**Blok teks**
REPUBLIKA.CO.ID, Oleh: Prof Dr HM Din Syamsudin MA
Ada tiga orientasi keberagamaan: Pertama, Keberagamaan yang dinamis, ayat yang berhubungan dengan ibadah (termasuk ayat tentang puasa), selalu berbentuk dalam kata kerja, seperti: la’allakum tattaqun, illa liya’ budun, dll. Semua itu selalu berada dalam suatu proses yang tiada henti untuk beribadah.
Keunggulan dinamis ini menjadi lebih penting tidak hanya keunggulan komparatif (comparative advantage) atau keunggulan kompetitif (competitive advantage), namun sekarang masyarakat mengenal manajemen internasional sebagai keunggulan dinamis (dynamic advantage). Keberagamaan itu merupakan suatu gerak, oleh karenanya keberagamaan kita harus bergerak.

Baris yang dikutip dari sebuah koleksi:
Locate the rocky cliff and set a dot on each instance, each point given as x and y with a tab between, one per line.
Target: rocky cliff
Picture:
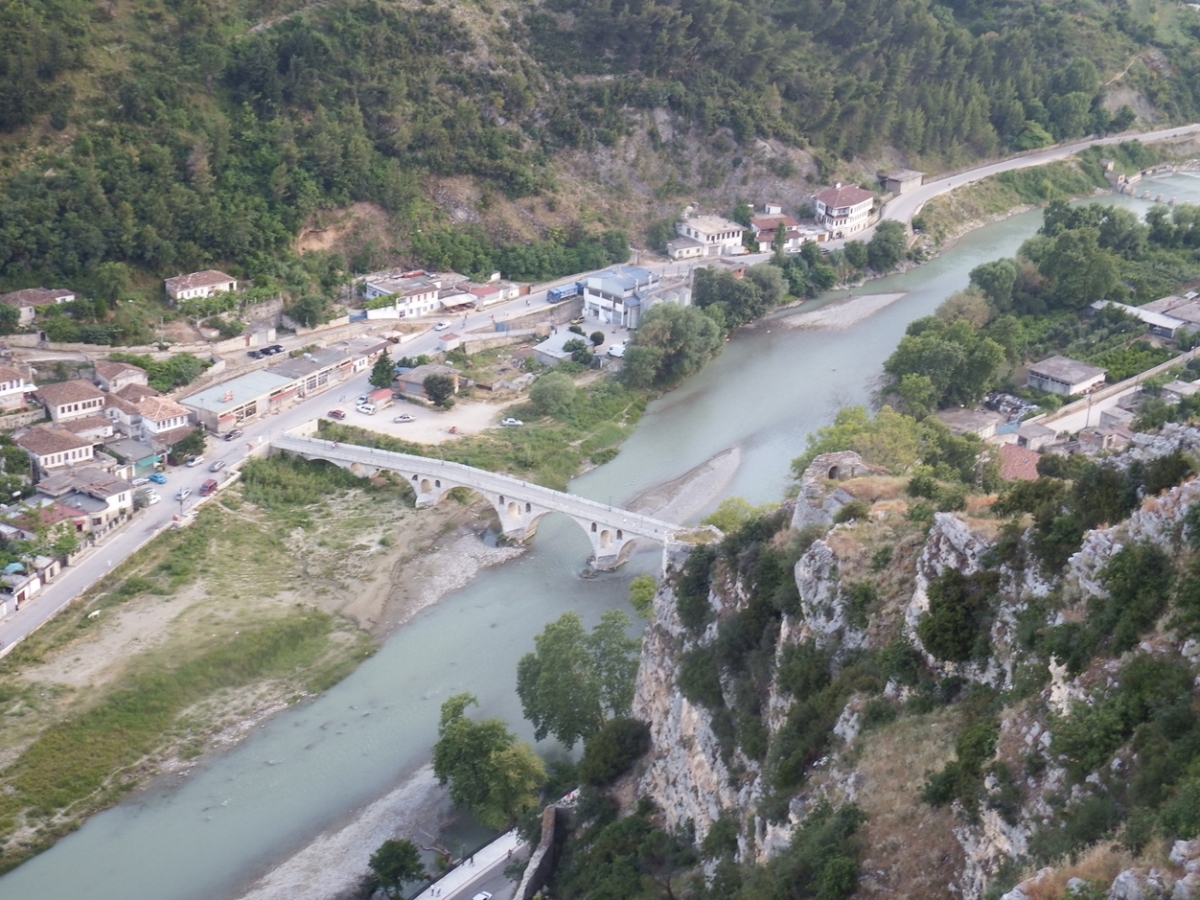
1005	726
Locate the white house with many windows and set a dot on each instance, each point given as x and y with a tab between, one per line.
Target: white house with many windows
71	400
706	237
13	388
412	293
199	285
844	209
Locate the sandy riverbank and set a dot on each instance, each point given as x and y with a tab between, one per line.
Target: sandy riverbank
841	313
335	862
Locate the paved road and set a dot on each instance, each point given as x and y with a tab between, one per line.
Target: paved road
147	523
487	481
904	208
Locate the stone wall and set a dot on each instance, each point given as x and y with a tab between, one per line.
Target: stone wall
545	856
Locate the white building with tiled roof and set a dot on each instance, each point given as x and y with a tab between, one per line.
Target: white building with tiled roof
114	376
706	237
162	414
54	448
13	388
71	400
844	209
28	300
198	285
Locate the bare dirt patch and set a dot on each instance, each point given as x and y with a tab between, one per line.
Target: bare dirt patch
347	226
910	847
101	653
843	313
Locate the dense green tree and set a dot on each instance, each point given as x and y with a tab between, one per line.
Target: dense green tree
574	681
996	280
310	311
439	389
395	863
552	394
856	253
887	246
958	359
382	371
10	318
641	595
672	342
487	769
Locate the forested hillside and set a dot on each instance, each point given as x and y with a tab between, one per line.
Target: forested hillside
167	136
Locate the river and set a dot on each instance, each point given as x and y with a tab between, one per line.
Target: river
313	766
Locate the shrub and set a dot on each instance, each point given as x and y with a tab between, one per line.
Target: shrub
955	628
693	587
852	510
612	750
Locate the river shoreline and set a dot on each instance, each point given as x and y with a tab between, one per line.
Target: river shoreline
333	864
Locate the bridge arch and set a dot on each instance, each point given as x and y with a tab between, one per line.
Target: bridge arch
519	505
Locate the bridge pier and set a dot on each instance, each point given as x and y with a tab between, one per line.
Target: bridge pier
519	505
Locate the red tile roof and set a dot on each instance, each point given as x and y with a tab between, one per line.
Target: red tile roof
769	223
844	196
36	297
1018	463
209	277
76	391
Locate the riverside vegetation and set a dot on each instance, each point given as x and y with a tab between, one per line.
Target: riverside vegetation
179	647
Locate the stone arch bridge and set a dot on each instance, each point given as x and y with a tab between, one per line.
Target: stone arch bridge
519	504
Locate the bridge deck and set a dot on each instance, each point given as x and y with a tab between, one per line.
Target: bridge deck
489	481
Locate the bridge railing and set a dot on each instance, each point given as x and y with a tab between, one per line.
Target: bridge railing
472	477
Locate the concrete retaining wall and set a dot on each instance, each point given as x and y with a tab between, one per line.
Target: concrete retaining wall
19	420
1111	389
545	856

==

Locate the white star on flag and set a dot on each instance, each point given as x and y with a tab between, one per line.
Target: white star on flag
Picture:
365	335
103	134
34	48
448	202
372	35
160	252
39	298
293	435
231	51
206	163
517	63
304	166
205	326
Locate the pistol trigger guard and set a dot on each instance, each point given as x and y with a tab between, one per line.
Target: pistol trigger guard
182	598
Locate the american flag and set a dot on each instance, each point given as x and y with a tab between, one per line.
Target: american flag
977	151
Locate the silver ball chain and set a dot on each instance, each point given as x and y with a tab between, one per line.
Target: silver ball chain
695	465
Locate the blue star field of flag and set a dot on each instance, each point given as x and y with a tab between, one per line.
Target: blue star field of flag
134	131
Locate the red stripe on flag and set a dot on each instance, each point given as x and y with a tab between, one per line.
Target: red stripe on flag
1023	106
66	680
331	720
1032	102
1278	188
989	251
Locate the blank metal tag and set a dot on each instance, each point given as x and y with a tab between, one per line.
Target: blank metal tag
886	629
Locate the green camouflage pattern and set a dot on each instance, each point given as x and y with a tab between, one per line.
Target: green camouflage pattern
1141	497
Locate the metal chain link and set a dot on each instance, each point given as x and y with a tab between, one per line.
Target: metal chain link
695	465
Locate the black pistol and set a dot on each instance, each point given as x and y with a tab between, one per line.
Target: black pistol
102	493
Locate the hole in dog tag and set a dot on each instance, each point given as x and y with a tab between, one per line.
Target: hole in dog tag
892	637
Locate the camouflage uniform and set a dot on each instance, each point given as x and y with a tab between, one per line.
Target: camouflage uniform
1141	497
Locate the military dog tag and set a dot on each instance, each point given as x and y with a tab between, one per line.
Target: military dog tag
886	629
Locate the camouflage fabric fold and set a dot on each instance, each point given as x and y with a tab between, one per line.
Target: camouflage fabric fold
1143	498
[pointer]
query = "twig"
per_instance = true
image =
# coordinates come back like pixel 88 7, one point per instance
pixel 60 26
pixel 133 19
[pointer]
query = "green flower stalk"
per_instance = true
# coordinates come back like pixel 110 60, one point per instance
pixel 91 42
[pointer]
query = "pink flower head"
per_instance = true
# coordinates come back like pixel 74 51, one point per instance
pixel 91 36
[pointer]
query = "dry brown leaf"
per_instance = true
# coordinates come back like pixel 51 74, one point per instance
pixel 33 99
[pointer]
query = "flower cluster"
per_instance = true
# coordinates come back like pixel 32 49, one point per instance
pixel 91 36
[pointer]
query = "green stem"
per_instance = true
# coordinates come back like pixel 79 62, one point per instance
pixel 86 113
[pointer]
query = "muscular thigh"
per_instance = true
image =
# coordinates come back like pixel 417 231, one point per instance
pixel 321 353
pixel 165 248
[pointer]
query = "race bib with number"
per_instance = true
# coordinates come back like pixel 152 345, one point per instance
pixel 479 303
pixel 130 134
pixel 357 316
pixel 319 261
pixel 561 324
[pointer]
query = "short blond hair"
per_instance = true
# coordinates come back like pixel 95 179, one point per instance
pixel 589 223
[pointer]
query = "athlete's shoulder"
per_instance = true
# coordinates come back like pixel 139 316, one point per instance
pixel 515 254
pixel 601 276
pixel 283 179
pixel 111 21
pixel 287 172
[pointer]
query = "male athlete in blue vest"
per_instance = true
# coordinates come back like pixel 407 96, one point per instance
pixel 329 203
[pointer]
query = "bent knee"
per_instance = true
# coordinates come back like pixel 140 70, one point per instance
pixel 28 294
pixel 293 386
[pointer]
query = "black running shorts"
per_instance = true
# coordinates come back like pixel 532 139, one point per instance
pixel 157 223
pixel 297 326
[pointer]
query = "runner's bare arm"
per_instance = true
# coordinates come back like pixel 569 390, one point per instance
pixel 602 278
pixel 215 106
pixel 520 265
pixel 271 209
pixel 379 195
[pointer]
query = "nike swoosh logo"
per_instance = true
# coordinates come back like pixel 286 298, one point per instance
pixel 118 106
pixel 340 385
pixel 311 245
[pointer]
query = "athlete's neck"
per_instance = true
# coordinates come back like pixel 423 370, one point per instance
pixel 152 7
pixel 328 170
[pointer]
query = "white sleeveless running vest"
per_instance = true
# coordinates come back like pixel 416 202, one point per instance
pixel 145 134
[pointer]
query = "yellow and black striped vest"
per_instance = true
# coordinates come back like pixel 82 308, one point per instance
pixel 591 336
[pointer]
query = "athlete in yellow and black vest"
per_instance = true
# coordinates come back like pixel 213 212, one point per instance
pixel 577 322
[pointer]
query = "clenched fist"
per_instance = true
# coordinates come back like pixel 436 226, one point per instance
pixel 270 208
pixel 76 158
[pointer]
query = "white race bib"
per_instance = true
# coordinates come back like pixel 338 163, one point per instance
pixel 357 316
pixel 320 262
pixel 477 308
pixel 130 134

--

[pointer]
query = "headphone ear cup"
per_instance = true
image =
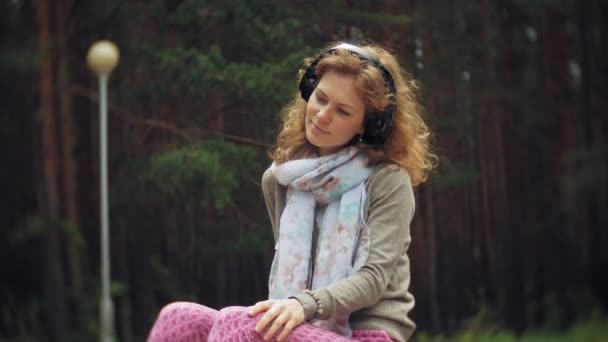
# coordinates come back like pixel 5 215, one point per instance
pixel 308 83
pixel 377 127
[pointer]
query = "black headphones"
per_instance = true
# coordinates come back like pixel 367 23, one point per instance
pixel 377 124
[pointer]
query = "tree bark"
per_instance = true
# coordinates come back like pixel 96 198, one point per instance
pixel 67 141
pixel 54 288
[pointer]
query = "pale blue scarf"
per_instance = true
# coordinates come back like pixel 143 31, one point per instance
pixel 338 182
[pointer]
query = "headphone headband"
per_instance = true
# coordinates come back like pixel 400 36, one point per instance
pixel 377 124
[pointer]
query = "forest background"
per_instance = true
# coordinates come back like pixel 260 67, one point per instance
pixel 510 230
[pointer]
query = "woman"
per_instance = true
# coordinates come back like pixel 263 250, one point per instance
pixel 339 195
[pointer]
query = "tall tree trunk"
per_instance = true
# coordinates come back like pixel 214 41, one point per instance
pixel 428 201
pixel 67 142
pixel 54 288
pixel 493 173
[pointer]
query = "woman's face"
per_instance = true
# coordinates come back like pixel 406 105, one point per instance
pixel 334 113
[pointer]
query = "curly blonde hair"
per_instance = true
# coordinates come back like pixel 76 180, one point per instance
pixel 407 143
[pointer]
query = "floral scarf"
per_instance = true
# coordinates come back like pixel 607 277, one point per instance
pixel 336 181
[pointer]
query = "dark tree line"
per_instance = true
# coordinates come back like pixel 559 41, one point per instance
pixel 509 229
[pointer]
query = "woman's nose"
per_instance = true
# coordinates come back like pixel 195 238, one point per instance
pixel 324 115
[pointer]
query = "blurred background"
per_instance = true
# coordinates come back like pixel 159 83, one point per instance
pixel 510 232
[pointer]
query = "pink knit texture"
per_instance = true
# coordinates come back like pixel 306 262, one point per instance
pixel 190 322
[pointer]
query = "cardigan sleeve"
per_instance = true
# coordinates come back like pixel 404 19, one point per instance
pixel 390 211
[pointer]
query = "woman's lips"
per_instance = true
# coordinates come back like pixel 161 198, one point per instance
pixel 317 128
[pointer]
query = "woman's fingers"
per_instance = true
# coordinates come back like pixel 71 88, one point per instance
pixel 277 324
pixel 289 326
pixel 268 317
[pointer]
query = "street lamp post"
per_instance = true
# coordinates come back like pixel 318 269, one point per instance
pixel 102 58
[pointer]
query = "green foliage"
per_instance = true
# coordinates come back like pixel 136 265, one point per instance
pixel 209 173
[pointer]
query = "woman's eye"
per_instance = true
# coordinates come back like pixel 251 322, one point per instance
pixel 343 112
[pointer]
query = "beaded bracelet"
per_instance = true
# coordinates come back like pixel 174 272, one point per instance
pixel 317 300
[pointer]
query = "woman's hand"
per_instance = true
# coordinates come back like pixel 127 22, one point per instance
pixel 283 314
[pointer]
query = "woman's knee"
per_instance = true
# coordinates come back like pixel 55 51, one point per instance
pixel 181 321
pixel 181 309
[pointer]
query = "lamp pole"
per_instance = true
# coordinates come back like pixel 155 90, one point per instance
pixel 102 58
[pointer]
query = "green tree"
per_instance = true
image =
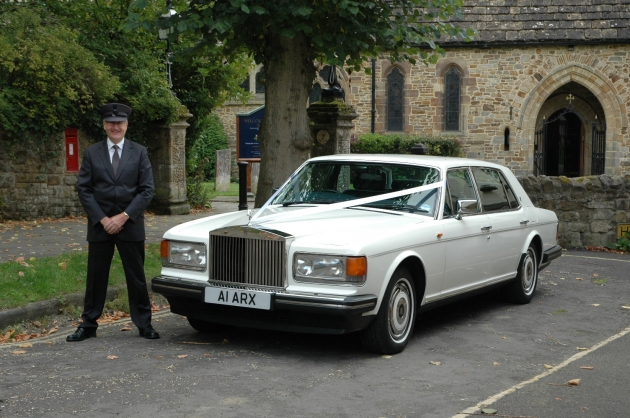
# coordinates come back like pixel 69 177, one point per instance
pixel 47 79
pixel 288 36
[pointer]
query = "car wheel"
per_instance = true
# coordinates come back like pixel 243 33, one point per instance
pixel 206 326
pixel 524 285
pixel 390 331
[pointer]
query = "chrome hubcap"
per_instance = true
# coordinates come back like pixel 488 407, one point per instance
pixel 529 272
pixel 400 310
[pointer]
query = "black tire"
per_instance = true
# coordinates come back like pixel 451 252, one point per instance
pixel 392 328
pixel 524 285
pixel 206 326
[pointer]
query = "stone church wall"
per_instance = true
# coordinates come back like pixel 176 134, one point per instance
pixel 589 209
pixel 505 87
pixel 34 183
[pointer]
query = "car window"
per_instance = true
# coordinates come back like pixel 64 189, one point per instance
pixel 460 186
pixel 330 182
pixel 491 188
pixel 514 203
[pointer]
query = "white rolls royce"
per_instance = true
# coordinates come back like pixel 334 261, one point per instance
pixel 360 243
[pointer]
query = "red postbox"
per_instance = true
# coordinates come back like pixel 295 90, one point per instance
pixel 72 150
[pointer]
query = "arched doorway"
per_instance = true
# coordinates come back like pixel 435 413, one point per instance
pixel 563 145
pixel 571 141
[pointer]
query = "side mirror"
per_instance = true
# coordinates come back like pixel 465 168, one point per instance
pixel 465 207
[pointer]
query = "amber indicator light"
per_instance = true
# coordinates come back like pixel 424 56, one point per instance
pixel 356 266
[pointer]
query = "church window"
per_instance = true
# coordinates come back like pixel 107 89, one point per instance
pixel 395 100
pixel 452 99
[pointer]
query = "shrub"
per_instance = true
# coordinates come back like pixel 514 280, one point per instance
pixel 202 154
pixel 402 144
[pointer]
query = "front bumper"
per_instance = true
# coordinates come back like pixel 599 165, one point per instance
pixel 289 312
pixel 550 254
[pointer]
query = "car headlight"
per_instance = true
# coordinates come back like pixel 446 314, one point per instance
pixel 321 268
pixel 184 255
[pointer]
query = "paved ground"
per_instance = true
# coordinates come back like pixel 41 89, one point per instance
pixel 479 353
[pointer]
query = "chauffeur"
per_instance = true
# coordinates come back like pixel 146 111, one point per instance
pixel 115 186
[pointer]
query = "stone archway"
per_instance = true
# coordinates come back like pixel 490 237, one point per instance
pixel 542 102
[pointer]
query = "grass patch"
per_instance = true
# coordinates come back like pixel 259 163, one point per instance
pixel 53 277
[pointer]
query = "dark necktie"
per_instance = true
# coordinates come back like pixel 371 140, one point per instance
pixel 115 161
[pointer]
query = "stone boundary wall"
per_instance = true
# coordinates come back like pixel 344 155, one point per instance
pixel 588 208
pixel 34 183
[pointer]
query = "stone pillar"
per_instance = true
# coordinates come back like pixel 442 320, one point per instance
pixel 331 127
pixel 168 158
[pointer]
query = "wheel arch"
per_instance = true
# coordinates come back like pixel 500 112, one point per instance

**Isi tugas**
Sebutkan semua istilah berbahasa Inggris yang ditulis dalam tanda kurung pada teks tentang keberagamaan.

**Jawaban lengkap**
comparative advantage
competitive advantage
dynamic advantage